**Information given**
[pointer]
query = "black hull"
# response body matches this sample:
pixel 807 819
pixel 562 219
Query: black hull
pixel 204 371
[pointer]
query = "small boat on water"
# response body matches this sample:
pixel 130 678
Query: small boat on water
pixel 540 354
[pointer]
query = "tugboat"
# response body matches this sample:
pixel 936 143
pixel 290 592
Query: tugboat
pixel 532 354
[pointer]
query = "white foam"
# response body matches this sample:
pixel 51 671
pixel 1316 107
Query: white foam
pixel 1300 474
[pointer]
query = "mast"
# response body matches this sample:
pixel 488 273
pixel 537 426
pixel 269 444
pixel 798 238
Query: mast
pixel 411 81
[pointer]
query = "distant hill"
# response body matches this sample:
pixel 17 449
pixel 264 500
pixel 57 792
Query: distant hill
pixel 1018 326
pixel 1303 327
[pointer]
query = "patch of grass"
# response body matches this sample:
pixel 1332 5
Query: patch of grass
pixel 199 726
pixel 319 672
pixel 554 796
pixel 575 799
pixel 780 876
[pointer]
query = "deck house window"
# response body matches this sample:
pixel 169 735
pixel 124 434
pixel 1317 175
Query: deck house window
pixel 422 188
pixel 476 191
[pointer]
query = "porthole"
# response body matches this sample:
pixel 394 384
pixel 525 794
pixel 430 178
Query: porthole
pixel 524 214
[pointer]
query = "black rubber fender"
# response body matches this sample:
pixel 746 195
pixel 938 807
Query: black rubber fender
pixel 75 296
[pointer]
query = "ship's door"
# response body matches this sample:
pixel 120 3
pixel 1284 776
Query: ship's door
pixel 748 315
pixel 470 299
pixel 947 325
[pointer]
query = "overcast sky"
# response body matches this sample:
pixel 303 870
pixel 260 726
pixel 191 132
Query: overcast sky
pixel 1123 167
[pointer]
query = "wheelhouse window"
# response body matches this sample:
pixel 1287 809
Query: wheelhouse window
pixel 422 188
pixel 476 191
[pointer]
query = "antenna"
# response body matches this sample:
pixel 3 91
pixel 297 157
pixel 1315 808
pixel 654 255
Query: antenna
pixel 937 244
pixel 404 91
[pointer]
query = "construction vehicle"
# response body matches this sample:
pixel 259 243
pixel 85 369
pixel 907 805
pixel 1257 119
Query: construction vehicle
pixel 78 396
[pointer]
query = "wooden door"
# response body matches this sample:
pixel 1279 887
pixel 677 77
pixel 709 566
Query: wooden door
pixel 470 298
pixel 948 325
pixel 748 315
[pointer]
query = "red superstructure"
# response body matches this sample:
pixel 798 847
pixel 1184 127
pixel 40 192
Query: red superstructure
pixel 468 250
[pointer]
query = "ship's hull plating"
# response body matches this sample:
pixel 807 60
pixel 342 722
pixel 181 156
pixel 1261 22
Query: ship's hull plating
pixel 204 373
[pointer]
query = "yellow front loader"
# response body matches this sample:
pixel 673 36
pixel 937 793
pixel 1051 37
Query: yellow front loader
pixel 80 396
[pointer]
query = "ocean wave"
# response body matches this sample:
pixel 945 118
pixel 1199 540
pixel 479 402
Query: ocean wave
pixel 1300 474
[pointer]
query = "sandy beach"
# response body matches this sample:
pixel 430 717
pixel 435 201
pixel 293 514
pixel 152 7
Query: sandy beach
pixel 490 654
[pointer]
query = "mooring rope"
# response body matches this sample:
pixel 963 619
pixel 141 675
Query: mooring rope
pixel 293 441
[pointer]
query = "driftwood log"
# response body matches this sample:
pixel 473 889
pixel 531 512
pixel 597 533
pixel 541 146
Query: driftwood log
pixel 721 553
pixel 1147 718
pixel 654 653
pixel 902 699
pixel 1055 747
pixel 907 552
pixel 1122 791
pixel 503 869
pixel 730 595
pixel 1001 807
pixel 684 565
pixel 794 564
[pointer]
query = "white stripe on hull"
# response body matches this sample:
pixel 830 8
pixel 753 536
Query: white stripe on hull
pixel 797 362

**How to complete this task**
Return precisely the lines of the records, starting with the line that holds "pixel 141 675" and ending with the last one.

**Answer**
pixel 141 675
Query: mooring rope
pixel 293 441
[pointer]
query = "driftwood log"
# response body matches this sample:
pixel 473 889
pixel 531 512
pixel 597 533
pixel 541 146
Query: driftwood log
pixel 721 553
pixel 1147 718
pixel 654 653
pixel 902 699
pixel 1055 747
pixel 907 552
pixel 1122 791
pixel 503 869
pixel 730 595
pixel 1001 807
pixel 684 565
pixel 794 564
[pointer]
query = "white stripe on hull"
# response body matches this sample:
pixel 830 8
pixel 753 536
Query: white stripe on hull
pixel 797 362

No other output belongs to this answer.